== Exercise prompt ==
No pictures, nothing altered: return the data below.

== Stored data entries ==
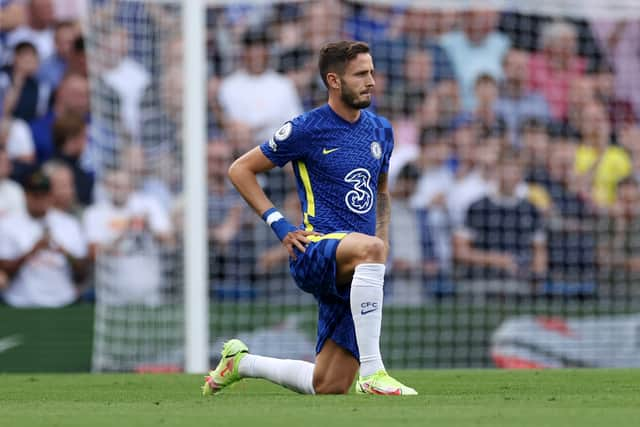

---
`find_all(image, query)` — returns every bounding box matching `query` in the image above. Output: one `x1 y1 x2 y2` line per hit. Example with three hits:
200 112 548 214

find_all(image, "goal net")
85 0 640 371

== Reply to the task ==
---
`find_all(image, query)` — returns every bounding box matching `query` in the image above. Output: one `x1 y1 x2 y2` line per hit. Example with three hits:
200 112 548 214

find_all(image, "goal net")
85 0 640 371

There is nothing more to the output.